■ **TEXTE RETENU**
Une chronologie inadaptée
Le président du CNC pourrait donc déroger à titre exceptionnel aux règles de chronologie des médias pour les films en exploitation en salles le 14 mars 2020 et uniquement pour ces films-là. Ce qui concerne finalement une soixantaine de films, qui pourraient être mis à disposition en vidéo à la demande. Ce que demandaient certains producteurs et distributeurs. Aux Etats-Unis, les studios ont déjà avancé les dates de sorties sur les plateformes, comme Birds of Prey, En avant, Invisible Man...
La Fédération nationale des cinémas français s'oppose à une telle mesure: "Le caractère d’urgence et indispensable à la vie de la Nation de cette mesure ne nous paraissant absolument pas avéré, outre notre opposition à priver sans aucune concertation les professionnels de la maîtrise d’un tel dispositif et à modifier le Code du Cinéma unilatéralement, Richard Patry a adressé une lettre de protestation au Ministre de la Culture" .

■ **EXTRAIT DES DONNÉES**
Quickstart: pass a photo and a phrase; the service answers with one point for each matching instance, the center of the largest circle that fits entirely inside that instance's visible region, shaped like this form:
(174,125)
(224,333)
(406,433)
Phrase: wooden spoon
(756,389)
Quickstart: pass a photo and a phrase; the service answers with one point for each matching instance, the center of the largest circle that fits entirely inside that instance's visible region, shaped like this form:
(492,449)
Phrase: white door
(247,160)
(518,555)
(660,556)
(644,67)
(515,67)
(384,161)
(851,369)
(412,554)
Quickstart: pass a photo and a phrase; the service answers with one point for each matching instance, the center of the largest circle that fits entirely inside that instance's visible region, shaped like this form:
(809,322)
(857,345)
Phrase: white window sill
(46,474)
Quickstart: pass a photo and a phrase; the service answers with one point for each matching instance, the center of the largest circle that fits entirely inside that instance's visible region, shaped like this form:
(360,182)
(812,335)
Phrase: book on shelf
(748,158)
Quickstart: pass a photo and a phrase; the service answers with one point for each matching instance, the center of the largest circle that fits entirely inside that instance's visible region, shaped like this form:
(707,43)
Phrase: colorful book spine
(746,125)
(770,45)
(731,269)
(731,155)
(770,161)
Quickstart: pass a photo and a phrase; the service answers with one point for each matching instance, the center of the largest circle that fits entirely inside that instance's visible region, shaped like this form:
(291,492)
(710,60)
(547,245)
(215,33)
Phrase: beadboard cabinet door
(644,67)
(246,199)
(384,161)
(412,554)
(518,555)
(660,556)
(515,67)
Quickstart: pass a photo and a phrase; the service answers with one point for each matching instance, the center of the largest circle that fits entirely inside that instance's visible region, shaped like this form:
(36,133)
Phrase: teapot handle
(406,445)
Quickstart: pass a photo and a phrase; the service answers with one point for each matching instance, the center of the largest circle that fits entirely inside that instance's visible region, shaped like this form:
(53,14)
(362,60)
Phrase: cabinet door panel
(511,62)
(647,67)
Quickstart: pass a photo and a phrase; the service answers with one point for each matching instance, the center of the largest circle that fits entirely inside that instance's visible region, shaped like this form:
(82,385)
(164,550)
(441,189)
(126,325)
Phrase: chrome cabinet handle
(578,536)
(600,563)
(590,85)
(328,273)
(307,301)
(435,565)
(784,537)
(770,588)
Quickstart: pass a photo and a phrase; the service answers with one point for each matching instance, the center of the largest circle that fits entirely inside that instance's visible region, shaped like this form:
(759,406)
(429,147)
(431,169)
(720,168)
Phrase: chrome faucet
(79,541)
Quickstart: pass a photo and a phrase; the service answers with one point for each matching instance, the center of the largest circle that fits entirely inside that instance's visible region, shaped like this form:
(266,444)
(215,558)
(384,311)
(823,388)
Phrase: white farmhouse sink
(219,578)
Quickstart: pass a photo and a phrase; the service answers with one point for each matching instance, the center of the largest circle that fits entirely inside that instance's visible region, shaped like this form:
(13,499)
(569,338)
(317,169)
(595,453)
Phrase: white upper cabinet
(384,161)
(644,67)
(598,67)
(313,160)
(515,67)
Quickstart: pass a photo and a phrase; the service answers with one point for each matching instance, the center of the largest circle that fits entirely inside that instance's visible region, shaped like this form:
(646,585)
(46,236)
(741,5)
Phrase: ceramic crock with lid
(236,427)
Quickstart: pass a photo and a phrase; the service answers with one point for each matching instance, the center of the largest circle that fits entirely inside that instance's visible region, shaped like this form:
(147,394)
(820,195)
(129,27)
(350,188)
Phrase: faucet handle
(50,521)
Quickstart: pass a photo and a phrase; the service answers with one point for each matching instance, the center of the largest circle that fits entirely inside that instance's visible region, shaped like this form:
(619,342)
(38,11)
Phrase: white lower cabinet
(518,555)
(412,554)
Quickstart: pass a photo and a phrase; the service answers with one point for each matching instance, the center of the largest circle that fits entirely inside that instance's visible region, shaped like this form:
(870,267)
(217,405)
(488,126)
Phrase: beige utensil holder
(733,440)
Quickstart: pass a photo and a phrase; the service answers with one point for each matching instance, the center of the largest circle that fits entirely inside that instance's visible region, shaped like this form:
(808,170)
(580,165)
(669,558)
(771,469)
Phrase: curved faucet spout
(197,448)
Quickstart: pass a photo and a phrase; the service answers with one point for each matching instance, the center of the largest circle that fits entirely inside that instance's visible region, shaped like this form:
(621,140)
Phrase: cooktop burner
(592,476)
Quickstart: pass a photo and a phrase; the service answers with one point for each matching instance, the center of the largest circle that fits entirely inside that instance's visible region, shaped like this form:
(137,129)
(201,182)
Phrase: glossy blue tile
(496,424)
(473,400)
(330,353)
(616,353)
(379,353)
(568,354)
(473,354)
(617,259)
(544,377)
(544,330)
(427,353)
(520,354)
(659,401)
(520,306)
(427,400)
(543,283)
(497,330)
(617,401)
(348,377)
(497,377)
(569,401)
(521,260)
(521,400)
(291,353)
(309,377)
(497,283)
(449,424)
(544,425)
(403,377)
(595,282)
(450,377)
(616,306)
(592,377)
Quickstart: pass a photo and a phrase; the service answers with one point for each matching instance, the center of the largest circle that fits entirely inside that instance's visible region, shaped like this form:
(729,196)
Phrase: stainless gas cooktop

■ **TRAVAIL À FAIRE**
A. Dans le texte sur la chronologie des médias, recopiez le passage qui s'ouvre sur les mots contenant « Une chronologie inadaptée » et se clôt sur « avant, Invisible Man... », en renommant « CNC » en « Centre national du cinéma ».
B. Relevez chaque ligne de la liste qui contient la chaîne « faucet ».
Le texte sur la chronologie des médias et la liste sont deux documents distincts.

■ **RÉSULTATS PAR TÂCHE**
A.
Une chronologie inadaptée
Le président du Centre national du cinéma pourrait donc déroger à titre exceptionnel aux règles de chronologie des médias pour les films en exploitation en salles le 14 mars 2020 et uniquement pour ces films-là. Ce qui concerne finalement une soixantaine de films, qui pourraient être mis à disposition en vidéo à la demande. Ce que demandaient certains producteurs et distributeurs. Aux Etats-Unis, les studios ont déjà avancé les dates de sorties sur les plateformes, comme Birds of Prey, En avant, Invisible Man...

B.
Phrase: chrome faucet
Phrase: faucet handle
Phrase: curved faucet spout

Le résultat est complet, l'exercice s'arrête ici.